> **WHAT IS EXPECTED**
Gather all lines in the entries below that include the word "metal".

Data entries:

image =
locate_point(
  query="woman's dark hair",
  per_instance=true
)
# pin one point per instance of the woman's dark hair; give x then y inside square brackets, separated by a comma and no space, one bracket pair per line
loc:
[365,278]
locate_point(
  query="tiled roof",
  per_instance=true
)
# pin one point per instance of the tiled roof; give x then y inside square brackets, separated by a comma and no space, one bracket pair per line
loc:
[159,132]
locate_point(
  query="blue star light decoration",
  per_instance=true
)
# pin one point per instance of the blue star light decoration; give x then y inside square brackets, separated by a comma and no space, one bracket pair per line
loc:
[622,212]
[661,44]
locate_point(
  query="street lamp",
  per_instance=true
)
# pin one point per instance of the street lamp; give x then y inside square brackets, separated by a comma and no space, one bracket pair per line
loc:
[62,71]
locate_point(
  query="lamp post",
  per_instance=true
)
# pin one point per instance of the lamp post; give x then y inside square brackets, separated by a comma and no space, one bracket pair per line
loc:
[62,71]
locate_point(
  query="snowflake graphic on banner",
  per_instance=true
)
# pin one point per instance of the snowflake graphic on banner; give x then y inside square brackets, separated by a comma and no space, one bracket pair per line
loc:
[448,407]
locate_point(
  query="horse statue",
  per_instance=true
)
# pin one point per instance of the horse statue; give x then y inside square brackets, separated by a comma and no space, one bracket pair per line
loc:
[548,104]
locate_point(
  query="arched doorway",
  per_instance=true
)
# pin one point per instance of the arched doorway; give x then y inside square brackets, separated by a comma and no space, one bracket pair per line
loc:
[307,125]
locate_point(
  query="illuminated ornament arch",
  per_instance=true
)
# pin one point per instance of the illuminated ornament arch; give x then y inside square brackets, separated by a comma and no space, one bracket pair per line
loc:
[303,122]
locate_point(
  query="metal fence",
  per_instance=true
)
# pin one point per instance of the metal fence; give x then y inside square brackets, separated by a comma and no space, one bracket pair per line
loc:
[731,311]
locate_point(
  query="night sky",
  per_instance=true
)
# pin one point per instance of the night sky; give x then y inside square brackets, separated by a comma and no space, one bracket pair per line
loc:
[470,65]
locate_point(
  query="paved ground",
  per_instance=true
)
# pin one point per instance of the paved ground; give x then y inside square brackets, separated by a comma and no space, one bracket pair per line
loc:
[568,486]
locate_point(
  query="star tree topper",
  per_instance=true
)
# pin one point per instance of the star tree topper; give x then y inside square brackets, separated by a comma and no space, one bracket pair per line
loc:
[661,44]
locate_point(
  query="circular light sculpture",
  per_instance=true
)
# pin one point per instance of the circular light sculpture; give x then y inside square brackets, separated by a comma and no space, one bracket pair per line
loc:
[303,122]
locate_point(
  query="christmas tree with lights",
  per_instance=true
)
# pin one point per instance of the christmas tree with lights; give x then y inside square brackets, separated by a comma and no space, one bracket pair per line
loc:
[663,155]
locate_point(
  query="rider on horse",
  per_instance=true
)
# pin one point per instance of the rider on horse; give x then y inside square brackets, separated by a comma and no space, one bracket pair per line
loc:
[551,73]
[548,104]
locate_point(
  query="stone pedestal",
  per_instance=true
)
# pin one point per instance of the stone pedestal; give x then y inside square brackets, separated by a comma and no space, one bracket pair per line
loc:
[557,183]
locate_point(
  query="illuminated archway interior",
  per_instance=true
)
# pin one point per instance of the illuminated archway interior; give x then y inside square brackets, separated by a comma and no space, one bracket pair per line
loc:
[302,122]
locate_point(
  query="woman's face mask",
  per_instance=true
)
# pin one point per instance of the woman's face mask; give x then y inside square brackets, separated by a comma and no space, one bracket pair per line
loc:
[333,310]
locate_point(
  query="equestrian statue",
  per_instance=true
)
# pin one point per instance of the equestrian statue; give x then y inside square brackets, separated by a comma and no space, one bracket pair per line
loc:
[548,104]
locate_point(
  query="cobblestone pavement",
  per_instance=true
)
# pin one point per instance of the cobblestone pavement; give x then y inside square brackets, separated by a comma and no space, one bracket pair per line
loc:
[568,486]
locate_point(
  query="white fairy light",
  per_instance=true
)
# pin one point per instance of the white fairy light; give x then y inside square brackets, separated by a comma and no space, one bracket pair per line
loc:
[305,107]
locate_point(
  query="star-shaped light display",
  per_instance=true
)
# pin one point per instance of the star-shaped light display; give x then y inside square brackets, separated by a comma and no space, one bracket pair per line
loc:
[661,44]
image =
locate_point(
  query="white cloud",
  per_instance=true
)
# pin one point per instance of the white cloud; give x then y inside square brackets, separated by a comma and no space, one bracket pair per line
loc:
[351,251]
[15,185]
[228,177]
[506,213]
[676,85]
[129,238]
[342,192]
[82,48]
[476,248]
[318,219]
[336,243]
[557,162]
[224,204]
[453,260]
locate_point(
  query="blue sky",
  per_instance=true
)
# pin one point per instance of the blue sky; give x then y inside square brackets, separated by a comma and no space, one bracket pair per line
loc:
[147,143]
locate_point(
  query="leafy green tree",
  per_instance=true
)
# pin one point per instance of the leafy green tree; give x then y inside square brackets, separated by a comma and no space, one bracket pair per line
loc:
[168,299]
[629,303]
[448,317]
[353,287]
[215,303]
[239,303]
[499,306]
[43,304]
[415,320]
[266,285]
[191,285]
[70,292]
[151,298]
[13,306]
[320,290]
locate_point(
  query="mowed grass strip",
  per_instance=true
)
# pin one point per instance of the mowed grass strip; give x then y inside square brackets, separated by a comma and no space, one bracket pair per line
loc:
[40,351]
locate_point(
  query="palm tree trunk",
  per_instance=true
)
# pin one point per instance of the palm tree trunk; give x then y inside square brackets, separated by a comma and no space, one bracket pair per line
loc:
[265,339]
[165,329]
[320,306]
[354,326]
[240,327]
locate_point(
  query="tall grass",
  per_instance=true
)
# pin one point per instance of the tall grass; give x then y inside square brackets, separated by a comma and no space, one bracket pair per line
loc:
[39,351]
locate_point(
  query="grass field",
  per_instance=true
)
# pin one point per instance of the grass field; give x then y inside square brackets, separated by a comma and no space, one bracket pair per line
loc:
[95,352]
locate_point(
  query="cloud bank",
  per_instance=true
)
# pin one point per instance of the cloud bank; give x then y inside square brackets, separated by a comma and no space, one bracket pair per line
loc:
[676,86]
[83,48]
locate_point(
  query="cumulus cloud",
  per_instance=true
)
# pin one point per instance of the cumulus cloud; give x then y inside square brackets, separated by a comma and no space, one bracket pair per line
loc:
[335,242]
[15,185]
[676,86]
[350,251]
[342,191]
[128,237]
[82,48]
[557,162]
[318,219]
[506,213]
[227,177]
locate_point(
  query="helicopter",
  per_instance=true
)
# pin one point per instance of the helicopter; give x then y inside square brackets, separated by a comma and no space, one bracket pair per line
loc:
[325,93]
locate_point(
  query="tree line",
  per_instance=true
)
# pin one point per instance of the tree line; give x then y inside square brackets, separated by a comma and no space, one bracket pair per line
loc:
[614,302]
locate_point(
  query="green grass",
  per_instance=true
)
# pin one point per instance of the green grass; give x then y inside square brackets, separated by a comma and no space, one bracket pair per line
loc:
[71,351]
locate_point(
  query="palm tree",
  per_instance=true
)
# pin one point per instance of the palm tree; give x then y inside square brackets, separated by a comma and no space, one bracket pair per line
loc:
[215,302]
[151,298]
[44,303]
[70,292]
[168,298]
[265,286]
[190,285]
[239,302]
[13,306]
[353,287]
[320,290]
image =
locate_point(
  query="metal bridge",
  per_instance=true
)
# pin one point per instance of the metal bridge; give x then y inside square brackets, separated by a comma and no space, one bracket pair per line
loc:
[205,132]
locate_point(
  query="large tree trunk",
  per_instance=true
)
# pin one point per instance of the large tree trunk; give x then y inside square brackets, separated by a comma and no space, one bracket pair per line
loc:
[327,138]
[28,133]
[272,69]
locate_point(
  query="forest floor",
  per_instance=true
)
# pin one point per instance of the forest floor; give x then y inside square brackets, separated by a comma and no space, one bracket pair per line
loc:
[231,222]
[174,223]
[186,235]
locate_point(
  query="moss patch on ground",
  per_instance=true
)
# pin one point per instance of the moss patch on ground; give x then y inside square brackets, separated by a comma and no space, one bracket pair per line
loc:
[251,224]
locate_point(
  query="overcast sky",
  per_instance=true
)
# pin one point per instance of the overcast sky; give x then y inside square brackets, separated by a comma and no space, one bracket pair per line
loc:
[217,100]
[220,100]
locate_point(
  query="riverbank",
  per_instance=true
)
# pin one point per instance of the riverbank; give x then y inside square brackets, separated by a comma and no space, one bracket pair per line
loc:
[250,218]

> **SOLUTION TO THIS TASK**
  query="metal fence",
# pin one point per instance of the metal fence; give x then y inside square brackets, separated by a comma and no space, one bracket pair per line
  query="metal bridge",
# pin one point per instance of the metal bridge; give x then y inside square brackets, separated by a comma and no space, one bracket pair per line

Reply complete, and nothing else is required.